◆ **Activity 1**: Reproduce verbatim everything in the LlamaIndex query engine extract from "We parse the" down to "of the text.".
◆ **Activity 2**: Write the next part of the LlamaIndex query engine extract, beginning immediately after its final sentence.

We now use LlamaIndex abstractions to build a **custom query engine**. In contrast to a standard RAG query engine that will retrieve the text node and only put that into the prompt (response synthesis module), this custom query engine will also load the image document, and put both the text and image document into the response synthesis module.

In [None]:
from llama_index.core.query_engine import CustomQueryEngine, SimpleMultiModalQueryEngine
from llama_index.core.retrievers import BaseRetriever
from llama_index.multi_modal_llms.openai import OpenAIMultiModal
from llama_index.core.schema import ImageNode, QueryBundle, NodeWithScore
from llama_index.core.prompts import PromptTemplate


gpt_4o = OpenAIMultiModal(model="gpt-4o", max_new_tokens=4096)


QA_PROMPT_TMPL = """\
Below we give parsed text from slides in two different formats, as well as the image.

We parse the text in both 'markdown' mode as well as 'raw text' mode. Markdown mode attempts \
to convert relevant diagrams into tables, whereas raw text tries to maintain the rough spatial \
layout of the text.

◆ **Dataset content**:
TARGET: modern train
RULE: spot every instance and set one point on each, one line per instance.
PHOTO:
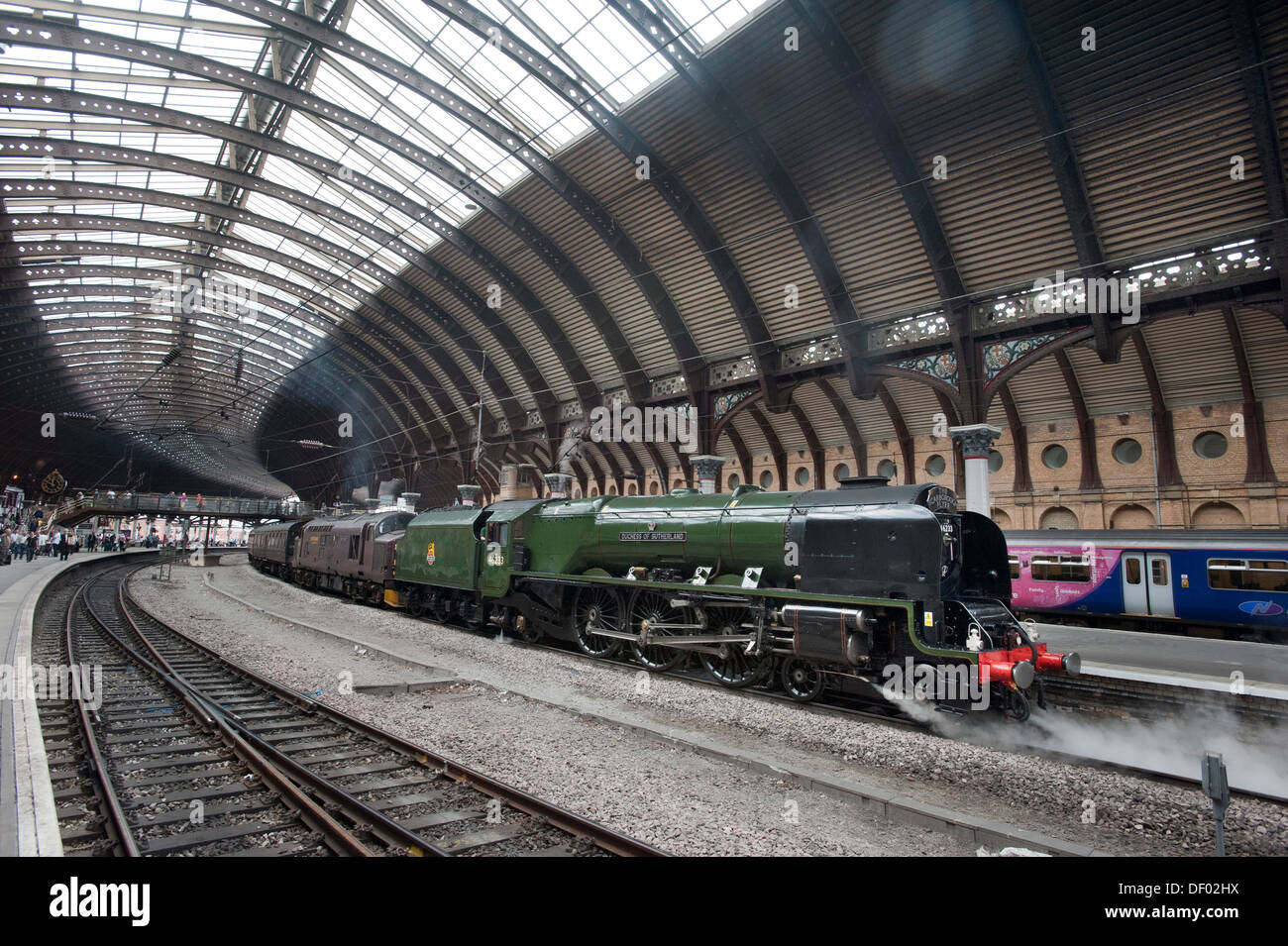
(1219, 583)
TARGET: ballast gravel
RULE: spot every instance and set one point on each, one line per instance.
(514, 716)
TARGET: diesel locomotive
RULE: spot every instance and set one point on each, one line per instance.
(824, 588)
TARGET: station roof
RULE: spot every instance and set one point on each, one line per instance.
(307, 246)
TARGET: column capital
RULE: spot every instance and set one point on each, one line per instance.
(707, 469)
(975, 439)
(558, 484)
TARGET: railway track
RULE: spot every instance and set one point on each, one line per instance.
(1080, 695)
(267, 770)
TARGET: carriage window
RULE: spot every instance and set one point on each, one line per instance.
(1256, 575)
(1060, 568)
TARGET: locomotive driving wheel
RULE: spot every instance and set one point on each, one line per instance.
(597, 607)
(653, 610)
(733, 666)
(802, 680)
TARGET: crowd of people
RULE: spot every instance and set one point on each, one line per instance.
(24, 537)
(27, 543)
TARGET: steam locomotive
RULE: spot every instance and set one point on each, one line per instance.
(866, 584)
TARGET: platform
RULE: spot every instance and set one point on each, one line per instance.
(1175, 661)
(29, 821)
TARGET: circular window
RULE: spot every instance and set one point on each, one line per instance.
(1210, 444)
(1054, 457)
(1127, 451)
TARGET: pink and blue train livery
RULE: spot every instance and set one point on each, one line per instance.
(1158, 579)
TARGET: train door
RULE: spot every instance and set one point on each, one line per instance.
(1160, 584)
(365, 546)
(1134, 589)
(1147, 583)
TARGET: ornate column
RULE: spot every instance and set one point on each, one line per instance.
(975, 442)
(558, 484)
(707, 470)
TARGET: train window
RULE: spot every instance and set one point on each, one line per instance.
(1060, 568)
(1256, 575)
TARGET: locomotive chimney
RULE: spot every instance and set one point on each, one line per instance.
(558, 484)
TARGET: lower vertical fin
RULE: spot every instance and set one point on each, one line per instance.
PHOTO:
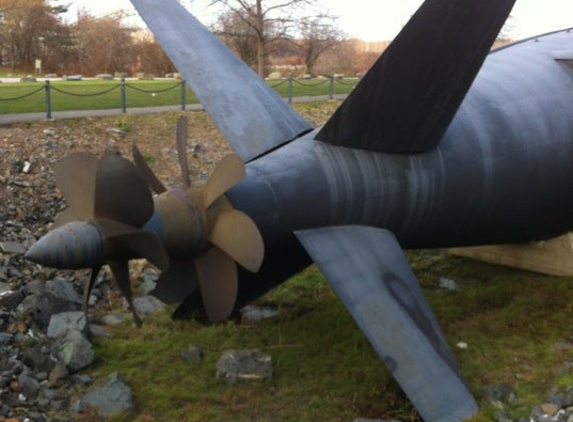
(370, 274)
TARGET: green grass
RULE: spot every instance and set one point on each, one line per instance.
(324, 368)
(94, 95)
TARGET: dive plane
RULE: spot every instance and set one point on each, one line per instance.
(442, 143)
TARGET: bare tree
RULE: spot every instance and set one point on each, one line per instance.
(239, 36)
(318, 35)
(29, 30)
(102, 44)
(269, 21)
(150, 57)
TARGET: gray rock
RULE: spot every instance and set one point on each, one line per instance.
(10, 299)
(63, 289)
(42, 305)
(146, 305)
(447, 284)
(244, 366)
(113, 398)
(253, 314)
(29, 386)
(12, 247)
(63, 322)
(499, 394)
(5, 338)
(150, 277)
(114, 319)
(74, 351)
(99, 331)
(38, 359)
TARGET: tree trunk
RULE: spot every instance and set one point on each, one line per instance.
(261, 53)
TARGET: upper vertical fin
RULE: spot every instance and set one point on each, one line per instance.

◆ **Task answer 1**:
We parse the text in both 'markdown' mode as well as 'raw text' mode. Markdown mode attempts \
to convert relevant diagrams into tables, whereas raw text tries to maintain the rough spatial \
layout of the text.

◆ **Task answer 2**:
Use the markdown context, but keep in mind the parsed data may be incorrect. Try to correlate
data from text mode and the image to markdown. If you notice inconsistencies, then rely on your understanding
of text mode and the image to give the response instead.
---------------------
{context_str}
---------------------
Given the context information and not prior knowledge, answer the query. Explain whether you got the answer
from the parsed markdown or raw text or image, and if there's discrepancies, and your reasoning for the final answer.

Query: {query_str}
Answer: """

qa_prompt = PromptTemplate(QA_PROMPT_TMPL)


class MultimodalQueryEngine(CustomQueryEngine):
    """Custom multimodal Query Engine."""

    retriever: BaseRetriever
    multi_modal_llm: OpenAIMultiModal

    def custom_query(self, query_str: str):
        nodes = self.retriever.retrieve(query_str)

        # create ImageNode items from text nodes
        image_nodes = [
            NodeWithScore(node=ImageNode(image_path=n.metadata["image_path"]))
            for n in nodes
        ]

        # TODO: we just use the `synthesize` mode from `SimpleMultiModalQueryEngine`
        # which synthesizes information from a query string and a set of text and image chunks.
        query_engine = SimpleMultiModalQueryEngine(
            self.retriever,  ## unused
            multi_modal_llm=self.multi_modal_llm,
            text_qa_template=qa_prompt,
        )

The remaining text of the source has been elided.